Data:
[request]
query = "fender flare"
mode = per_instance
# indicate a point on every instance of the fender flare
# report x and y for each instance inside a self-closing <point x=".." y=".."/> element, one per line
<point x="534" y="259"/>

Exercise description:
Set down every record above exactly as given.

Exercise response:
[request]
query = "fender flare"
mode = per_instance
# indicate a point on every instance of the fender flare
# report x and y for each instance inside a self-closing <point x=".." y=".."/> element, one per line
<point x="534" y="259"/>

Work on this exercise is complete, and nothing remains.